◆ Given request
From the line containing "In this photo, where can the glossy" through the last line of the data, return those lines exactly as written and nothing more.

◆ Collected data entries
* * *
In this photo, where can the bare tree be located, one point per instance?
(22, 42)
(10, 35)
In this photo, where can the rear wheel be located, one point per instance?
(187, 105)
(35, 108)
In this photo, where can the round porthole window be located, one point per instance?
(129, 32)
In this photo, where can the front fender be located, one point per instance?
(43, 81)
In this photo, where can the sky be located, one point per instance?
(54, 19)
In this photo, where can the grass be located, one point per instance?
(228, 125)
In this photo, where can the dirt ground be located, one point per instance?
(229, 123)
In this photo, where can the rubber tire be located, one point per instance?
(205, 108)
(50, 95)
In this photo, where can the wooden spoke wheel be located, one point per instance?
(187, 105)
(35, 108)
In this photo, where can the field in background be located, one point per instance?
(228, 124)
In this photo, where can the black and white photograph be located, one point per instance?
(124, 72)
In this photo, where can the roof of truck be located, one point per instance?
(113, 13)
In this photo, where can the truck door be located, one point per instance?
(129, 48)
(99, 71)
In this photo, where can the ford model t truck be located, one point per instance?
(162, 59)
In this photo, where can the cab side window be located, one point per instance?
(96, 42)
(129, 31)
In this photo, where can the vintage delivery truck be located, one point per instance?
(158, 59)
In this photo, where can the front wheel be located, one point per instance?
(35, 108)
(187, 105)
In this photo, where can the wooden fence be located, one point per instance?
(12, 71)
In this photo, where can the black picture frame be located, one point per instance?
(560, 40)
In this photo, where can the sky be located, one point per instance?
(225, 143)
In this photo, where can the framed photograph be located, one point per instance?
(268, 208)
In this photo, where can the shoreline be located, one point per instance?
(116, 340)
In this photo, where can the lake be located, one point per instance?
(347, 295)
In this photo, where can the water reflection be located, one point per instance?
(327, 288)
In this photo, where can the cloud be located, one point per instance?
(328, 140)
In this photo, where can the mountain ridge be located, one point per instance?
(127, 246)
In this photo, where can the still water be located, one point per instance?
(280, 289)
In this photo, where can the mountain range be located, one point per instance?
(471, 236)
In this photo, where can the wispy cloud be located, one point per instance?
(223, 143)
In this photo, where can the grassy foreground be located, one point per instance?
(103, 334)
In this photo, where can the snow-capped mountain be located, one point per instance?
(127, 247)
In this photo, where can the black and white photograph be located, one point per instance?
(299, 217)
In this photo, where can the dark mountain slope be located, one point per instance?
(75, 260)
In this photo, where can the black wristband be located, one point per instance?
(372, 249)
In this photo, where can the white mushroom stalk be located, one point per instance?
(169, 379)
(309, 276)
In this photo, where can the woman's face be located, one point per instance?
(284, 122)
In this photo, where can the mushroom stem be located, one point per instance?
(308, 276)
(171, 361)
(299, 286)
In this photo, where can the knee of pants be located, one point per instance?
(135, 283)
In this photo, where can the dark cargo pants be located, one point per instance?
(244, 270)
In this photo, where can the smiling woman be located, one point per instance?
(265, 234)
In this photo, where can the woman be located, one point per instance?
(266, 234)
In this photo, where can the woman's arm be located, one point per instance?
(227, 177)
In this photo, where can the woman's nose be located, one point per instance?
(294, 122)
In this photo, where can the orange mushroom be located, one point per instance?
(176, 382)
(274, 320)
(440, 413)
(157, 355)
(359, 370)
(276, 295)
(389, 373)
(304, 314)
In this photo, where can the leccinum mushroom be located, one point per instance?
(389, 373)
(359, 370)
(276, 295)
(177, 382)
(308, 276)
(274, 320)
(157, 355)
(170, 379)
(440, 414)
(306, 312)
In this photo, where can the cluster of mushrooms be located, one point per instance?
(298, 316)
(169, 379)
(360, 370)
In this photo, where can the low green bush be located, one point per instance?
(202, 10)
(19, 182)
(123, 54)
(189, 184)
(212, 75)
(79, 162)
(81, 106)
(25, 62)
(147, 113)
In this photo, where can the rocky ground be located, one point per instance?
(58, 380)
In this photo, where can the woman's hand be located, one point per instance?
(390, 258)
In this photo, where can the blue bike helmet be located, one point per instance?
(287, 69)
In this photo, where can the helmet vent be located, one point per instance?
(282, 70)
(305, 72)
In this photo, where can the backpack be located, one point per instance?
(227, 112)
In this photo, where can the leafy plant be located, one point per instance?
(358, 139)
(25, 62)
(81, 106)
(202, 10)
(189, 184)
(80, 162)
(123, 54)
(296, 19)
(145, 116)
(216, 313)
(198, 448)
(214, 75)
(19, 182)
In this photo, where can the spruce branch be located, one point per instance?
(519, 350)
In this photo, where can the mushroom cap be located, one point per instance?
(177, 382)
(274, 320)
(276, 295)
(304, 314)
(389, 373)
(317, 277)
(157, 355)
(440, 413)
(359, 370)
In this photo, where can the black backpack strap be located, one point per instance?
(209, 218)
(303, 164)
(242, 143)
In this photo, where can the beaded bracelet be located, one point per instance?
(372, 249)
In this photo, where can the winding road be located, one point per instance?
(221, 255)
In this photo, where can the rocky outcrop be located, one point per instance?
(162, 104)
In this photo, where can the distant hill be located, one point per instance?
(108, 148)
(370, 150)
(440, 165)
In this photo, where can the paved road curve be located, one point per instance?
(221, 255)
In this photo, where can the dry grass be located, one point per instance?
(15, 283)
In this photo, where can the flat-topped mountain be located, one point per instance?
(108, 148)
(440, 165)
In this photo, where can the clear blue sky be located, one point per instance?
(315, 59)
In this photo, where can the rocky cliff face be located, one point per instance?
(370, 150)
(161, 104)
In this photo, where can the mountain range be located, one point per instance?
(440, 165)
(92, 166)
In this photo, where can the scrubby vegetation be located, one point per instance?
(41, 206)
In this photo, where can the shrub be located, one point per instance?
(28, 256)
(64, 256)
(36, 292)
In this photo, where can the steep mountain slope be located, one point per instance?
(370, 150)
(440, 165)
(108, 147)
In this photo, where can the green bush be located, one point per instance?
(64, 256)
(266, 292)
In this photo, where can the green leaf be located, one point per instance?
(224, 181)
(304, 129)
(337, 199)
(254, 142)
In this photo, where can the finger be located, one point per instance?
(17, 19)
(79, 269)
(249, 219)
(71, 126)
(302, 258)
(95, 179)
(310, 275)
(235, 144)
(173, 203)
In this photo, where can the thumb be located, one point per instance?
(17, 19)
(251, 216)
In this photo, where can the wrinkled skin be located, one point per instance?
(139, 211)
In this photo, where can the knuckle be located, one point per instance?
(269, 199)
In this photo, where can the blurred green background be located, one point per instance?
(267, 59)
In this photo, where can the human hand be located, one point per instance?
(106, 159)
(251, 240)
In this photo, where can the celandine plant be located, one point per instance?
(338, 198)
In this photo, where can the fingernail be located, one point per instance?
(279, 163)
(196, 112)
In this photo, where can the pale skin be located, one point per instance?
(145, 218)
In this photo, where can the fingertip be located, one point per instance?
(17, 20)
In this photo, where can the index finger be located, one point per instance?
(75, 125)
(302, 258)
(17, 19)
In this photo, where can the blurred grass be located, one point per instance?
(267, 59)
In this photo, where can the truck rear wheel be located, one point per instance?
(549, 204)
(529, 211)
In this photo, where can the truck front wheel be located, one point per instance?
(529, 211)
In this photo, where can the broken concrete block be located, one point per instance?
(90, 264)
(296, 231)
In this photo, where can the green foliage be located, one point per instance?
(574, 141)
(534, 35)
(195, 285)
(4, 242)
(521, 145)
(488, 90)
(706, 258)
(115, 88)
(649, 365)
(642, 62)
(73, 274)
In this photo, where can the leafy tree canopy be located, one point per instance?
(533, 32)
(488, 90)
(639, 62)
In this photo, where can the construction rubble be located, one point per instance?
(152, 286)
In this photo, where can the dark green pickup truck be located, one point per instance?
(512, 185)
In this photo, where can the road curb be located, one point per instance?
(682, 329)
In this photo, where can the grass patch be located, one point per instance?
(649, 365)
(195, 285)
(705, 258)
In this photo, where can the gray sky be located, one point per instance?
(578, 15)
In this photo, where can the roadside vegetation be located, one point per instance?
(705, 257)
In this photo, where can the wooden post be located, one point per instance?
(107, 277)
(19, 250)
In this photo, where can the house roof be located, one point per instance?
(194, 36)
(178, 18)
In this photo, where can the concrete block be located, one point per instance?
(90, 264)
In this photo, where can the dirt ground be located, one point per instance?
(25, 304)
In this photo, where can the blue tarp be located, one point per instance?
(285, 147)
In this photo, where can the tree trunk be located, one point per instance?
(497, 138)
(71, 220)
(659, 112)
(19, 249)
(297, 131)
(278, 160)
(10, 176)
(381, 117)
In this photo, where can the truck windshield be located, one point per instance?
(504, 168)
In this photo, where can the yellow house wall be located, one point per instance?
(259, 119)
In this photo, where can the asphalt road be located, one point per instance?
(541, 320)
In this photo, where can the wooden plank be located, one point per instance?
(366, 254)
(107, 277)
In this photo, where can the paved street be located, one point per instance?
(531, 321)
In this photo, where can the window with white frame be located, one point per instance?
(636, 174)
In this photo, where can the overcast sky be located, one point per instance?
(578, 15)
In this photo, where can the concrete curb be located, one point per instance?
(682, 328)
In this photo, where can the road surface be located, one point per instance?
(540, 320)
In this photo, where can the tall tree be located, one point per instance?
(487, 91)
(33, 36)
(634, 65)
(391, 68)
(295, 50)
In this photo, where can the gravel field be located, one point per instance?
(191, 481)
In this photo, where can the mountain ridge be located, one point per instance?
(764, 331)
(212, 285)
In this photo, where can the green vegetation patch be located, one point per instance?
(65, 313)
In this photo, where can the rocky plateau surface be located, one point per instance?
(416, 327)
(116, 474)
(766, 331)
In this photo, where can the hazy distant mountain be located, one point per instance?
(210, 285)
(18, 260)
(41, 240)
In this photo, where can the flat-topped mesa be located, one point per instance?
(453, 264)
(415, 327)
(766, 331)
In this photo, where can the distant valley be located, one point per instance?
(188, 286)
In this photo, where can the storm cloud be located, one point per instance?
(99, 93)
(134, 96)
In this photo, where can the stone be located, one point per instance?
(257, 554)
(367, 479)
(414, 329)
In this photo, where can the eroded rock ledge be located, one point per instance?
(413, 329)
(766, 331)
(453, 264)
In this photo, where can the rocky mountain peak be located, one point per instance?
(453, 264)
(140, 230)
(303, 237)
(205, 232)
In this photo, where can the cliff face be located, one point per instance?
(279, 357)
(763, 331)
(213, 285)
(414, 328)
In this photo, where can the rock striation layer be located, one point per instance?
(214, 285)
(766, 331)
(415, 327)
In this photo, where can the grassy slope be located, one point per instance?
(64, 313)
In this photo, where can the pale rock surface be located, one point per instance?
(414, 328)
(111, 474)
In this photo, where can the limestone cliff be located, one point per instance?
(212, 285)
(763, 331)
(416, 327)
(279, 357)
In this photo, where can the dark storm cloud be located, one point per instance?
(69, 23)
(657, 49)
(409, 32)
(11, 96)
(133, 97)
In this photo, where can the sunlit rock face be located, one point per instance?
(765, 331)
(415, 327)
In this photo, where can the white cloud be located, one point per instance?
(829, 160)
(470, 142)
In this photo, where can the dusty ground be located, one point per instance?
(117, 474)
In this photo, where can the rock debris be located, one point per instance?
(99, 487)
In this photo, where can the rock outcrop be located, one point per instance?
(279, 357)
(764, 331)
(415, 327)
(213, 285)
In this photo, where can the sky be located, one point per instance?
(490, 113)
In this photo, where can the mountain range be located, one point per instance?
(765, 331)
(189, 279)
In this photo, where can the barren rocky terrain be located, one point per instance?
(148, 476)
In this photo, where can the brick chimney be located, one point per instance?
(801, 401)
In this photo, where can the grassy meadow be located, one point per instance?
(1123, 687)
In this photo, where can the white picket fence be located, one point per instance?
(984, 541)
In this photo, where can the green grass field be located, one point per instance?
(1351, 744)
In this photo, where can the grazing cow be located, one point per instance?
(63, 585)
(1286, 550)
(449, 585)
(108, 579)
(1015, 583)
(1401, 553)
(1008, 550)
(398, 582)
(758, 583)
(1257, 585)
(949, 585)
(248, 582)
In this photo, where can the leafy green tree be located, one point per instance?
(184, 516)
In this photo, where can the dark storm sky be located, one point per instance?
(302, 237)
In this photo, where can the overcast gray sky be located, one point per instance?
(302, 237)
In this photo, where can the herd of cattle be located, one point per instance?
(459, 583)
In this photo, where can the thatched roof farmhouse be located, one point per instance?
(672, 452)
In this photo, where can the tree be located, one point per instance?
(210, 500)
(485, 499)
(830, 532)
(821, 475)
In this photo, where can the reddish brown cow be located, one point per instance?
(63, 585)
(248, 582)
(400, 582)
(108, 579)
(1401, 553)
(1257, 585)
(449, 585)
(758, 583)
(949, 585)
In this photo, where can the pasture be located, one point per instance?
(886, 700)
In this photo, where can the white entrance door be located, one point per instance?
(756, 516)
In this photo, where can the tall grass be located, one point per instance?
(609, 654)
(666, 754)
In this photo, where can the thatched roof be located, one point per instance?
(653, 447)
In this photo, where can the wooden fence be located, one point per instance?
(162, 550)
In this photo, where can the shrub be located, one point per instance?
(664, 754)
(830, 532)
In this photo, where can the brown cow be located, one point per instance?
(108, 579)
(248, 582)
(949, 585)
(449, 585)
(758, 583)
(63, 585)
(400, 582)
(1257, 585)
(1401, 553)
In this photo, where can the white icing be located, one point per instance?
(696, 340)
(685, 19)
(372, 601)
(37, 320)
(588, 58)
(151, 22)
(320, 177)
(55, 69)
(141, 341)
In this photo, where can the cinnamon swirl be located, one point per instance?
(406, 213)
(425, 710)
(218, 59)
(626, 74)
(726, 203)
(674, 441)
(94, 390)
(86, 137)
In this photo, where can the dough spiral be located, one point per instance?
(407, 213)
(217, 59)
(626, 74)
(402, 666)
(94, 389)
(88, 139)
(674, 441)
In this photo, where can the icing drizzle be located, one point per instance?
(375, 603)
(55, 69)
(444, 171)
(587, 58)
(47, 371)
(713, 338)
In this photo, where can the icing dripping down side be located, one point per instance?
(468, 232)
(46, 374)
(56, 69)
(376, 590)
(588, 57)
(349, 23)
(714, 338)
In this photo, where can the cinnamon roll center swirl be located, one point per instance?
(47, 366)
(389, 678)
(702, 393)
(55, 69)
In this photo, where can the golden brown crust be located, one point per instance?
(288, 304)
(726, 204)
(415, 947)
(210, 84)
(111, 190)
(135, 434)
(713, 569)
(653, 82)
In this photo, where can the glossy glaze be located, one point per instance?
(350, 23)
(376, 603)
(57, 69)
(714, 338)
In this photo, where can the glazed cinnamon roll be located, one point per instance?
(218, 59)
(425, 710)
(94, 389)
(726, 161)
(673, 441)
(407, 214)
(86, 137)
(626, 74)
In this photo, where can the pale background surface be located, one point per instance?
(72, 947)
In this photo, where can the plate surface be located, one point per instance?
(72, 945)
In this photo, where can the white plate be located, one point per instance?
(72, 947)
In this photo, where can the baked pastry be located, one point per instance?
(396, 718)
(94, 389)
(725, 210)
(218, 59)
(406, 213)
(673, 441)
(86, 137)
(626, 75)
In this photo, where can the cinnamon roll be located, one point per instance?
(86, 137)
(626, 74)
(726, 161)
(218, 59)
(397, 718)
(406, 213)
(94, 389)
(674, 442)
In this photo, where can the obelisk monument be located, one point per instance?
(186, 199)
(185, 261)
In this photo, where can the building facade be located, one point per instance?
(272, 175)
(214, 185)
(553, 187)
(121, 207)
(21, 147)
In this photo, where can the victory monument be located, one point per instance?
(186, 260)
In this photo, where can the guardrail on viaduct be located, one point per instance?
* * *
◆ Answer to the exercise
In this photo, where can the glossy glaze be located, one point per instance?
(350, 23)
(376, 603)
(57, 69)
(714, 338)
In this photo, where can the glazed cinnamon roll be located, one point per instance?
(218, 59)
(425, 710)
(94, 389)
(726, 161)
(673, 441)
(407, 214)
(86, 137)
(626, 74)
In this photo, where can the pale background surface be located, one point per instance?
(72, 947)
In this photo, where can the plate surface be located, one point per instance?
(72, 945)
In this photo, where can the white plate be located, one point per instance?
(72, 947)
In this photo, where can the baked pastry be located, one point per instance?
(396, 718)
(94, 389)
(725, 210)
(218, 59)
(406, 213)
(673, 441)
(86, 137)
(626, 75)
In this photo, where can the cinnamon roll be located, one point per instance?
(86, 137)
(626, 74)
(726, 161)
(218, 59)
(397, 718)
(406, 213)
(94, 389)
(674, 442)
In this photo, where can the obelisk monument be located, one point per instance?
(186, 199)
(185, 261)
In this photo, where can the building facade be located, one point per instance?
(272, 175)
(214, 185)
(553, 187)
(121, 207)
(21, 147)
In this photo, where can the victory monument be located, one point per instance?
(186, 260)
In this photo, where can the guardrail on viaduct be located, one point per instance?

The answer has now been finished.